● **TASKS TO COMPLETE**:
1) According to the Oracle excerpt, where does Oracle save rollback data for statements that affect data in an offline tablespace?
2) Reproduce word for word the part of the Oracle excerpt that opens with the words containing "It seems all" and closes with "of the tablespace.".

:: EXTRACT

EMPNO ENAME JOB MGR HIREDATE SAL COMM DEPTNO
---------- ---------- --------- ---------- --------- ---------- ---------- ----------
7900 JAMES CLERK 7698 03-DEC-81 950 30
7902 FORD ANALYST 7566 03-DEC-81 3000 20

13 rows selected.

It seems all above are going fine, however the alert log file logs the errors which says that these datafiles are getting offline and could not be accessed for any DML opperations. The reason is Oracle automatically changes a tablespace from online to offline when certain errors are encountered like when the DBWR fails in several attempts to write to a datafile of the tablespace.

Then the question is how the operations are progressing though the datafile is offline, the answer from oracle is..

When a tablespace goes offline, Oracle does not permit any subsequent SQL statements to reference objects contained in the tablespace. Active transactions with completed statements that refer to data in a tablespace that has been taken offline are not affected at the transaction level. Oracle saves rollback data corresponding to statements that affect data in the offline tablespace in a deferred rollback segment (in the SYSTEM tablespace). When the tablespace is brought back online, Oracle applies the rollback data to the tablespace, if needed.

==============ALERT LOG FILE===========================

ORA-01116: error in opening database file 4
ORA-01110: data file 4: '/u01/app/oracle/oradata/SPRD/users01.dbf'

ORA-01116: error in opening database file 5
ORA-01110: data file 5: '/u01/app/oracle/oradata/SPRD/users02.dbf'

ORA-01135: file 6 accessed for DML/query is offline
ORA-01110: data file 6: '/u01/app/oracle/oradata/SPRD/users03.dbf'

======================================================================

SQL> select B.FILE_NAME from dba_segments a, dba_data_files b
where a.header_file=b.file_ID and segment_name=' 2 EMP';

FILE_NAME
------------------------------------------------------------
/u01/app/oracle/oradata/SPRD/users01.dbf

SQL> ! ls -ltr /u01/app/oracle/oradata/SPRD/users01.dbf
ls: /u01/app/oracle/oradata/SPRD/users01.dbf: No such file or directory

SQL> select group#,members, status from v$log;

GROUP# MEMBERS STATUS
---------- ---------- ----------------
1 1 INACTIVE
2 1 INACTIVE
3 1 CURRENT

SQL> select group#,status,member from v$logfile;

GROUP# STATUS
---------- -------
MEMBER
--------------------------------------------------------------------------------------------------------------------------

------------------------------------------------------------------------------
3
/u01/app/oracle/oradata/SPRD/redo03.log

2
/u01/app/oracle/oradata/SPRD/redo02.log

1
/u01/app/oracle/oradata/SPRD/redo01.log

SQL> ALTER SYSTEM DUMP LOGFILE '/u01/app/oracle/oradata/SPRD/redo03.log';

System altered.

SQL> CONN SCOTT/tiger;
Connected.

::::
:: SUPPLIED MATERIAL

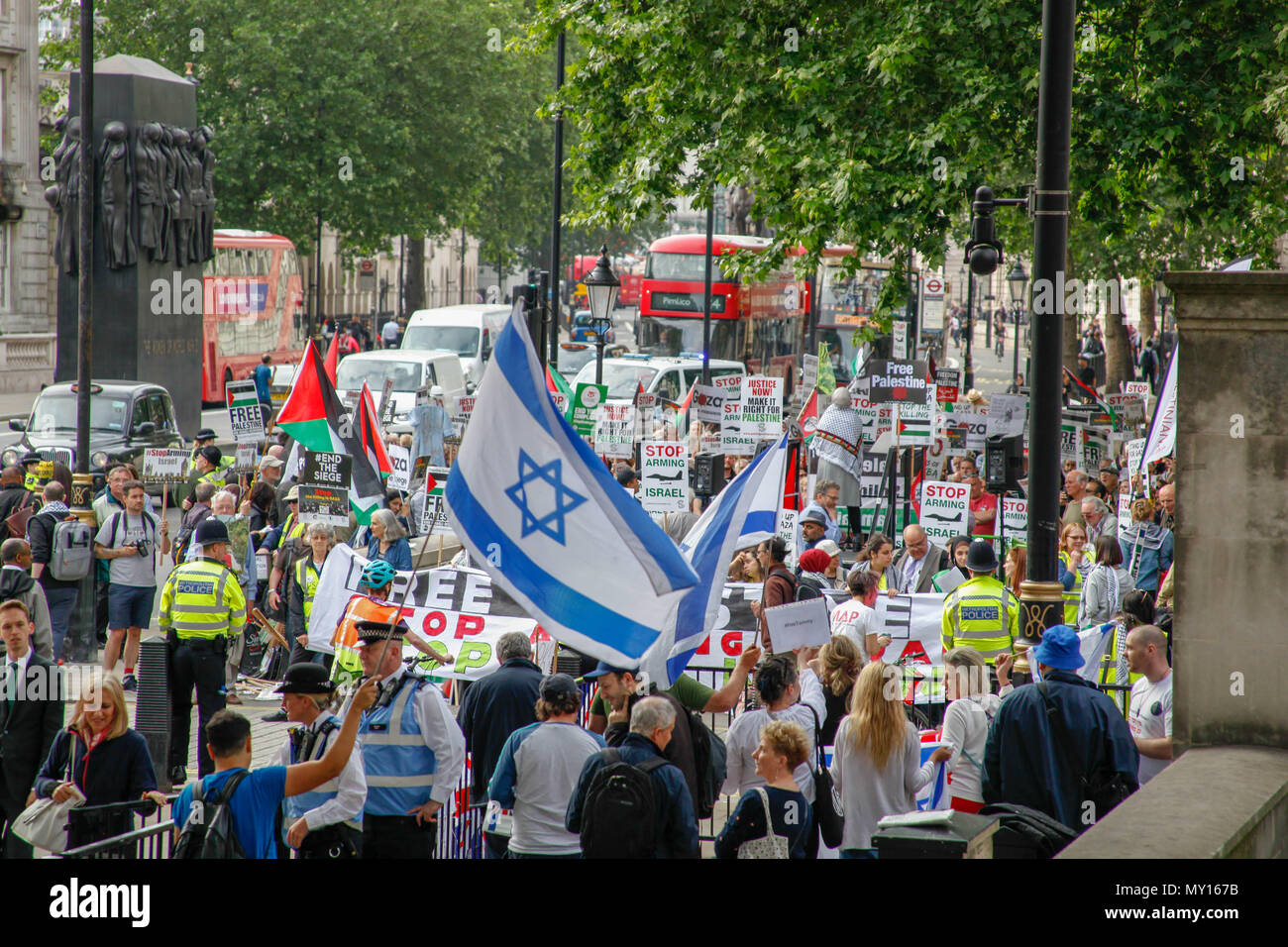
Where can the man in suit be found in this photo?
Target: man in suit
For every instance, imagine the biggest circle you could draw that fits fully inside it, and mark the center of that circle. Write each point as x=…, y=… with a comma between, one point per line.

::::

● **TASK-BY-TASK RESULTS**:
1) In a deferred rollback segment in the SYSTEM tablespace.

2)
It seems all above are going fine, however the alert log file logs the errors which says that these datafiles are getting offline and could not be accessed for any DML opperations. The reason is Oracle automatically changes a tablespace from online to offline when certain errors are encountered like when the DBWR fails in several attempts to write to a datafile of the tablespace.